3  Functions

Functions are the easiest way to specify conditions as one does not need to wrestle with variables.

Functions also set metadata to tell the system how to use the spatial index. The spatial index saves considerable processing time for large data sets as the system does not need to test many pairs of index blocks to determine which to use. If you use a function for which an index will produce erroneous results then the system sets a flag to ignore it. You can also disable it in the settings for a spatial condition.

3.1 Available functions

The available functions in version 5.0 are: sp_annulus, sp_block, sp_circle, sp_circle_cell, sp_ellipse, sp_get_spatial_output_list_value, sp_group_not_empty, sp_in_label_ancestor_range, sp_in_label_range, sp_in_line_with, sp_is_left_of, sp_is_right_of, sp_match_regex, sp_match_text, sp_point_in_cluster, sp_point_in_poly, sp_point_in_poly_shape, sp_points_in_same_cluster, sp_points_in_same_poly_shape, sp_rectangle, sp_redundancy_greater_than, sp_richness_greater_than, sp_select_all, sp_select_block, sp_select_element, sp_select_sequence, sp_self_only, sp_spatial_output_passed_defq, sp_square, sp_square_cell,

sp_annulus

An annulus. Assessed against all dimensions by default but use the optional axes => [] arg to specify a subset. Uses group (map) distances.

**DATA PROVIDED:**
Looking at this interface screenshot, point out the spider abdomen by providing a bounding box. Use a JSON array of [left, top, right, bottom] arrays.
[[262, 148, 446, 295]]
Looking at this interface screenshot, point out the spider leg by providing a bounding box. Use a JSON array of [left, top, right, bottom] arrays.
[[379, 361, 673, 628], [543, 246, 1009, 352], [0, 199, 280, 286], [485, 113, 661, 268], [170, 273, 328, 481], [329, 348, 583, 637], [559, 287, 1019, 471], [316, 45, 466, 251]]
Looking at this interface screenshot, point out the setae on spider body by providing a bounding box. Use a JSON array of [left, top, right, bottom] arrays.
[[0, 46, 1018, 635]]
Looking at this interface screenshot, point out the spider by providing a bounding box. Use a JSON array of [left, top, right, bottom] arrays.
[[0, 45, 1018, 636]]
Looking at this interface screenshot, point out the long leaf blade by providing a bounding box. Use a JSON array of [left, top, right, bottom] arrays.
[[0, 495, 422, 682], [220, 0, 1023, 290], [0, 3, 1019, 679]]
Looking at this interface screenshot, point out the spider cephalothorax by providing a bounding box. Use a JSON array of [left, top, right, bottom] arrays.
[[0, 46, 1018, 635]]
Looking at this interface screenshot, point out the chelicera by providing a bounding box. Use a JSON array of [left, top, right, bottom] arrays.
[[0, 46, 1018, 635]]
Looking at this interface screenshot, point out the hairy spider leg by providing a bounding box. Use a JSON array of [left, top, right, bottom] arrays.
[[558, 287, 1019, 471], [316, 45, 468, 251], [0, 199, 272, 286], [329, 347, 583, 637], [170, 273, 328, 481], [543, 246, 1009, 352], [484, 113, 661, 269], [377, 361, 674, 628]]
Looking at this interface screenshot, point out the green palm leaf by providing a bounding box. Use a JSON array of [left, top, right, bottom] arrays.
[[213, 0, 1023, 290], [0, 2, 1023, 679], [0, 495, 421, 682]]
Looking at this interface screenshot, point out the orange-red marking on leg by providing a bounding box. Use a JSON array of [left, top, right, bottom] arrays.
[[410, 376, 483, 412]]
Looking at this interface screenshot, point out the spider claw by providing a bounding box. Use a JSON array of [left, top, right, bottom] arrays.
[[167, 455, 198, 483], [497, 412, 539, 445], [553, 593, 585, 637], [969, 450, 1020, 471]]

**WORK INSTRUCTIONS:**
- a) Write out the passage from the spatial functions text, starting with "3.1 Available functions" and going on through "group (map) distances.".
- b) Decide whether each statement agrees with the spatial functions text. Answer yes or no, and quote the words from the text that settle it. (i) The system keeps using the spatial index even when the index would produce erroneous results. (ii) sp_annulus uses group (map) distances. (iii) Using functions requires wrestling with variables.
Work from the text on spatial functions alone, not from the records.

**SOLUTION SET:**
- a)
3.1 Available functions

The available functions in version 5.0 are: sp_annulus, sp_block, sp_circle, sp_circle_cell, sp_ellipse, sp_get_spatial_output_list_value, sp_group_not_empty, sp_in_label_ancestor_range, sp_in_label_range, sp_in_line_with, sp_is_left_of, sp_is_right_of, sp_match_regex, sp_match_text, sp_point_in_cluster, sp_point_in_poly, sp_point_in_poly_shape, sp_points_in_same_cluster, sp_points_in_same_poly_shape, sp_rectangle, sp_redundancy_greater_than, sp_richness_greater_than, sp_select_all, sp_select_block, sp_select_element, sp_select_sequence, sp_self_only, sp_spatial_output_passed_defq, sp_square, sp_square_cell,

sp_annulus

An annulus. Assessed against all dimensions by default but use the optional axes => [] arg to specify a subset. Uses group (map) distances.

- b)
(i) No: "If you use a function for which an index will produce erroneous results then the system sets a flag to ignore it."
(ii) Yes: "Uses group (map) distances."
(iii) No: "Functions are the easiest way to specify conditions as one does not need to wrestle with variables."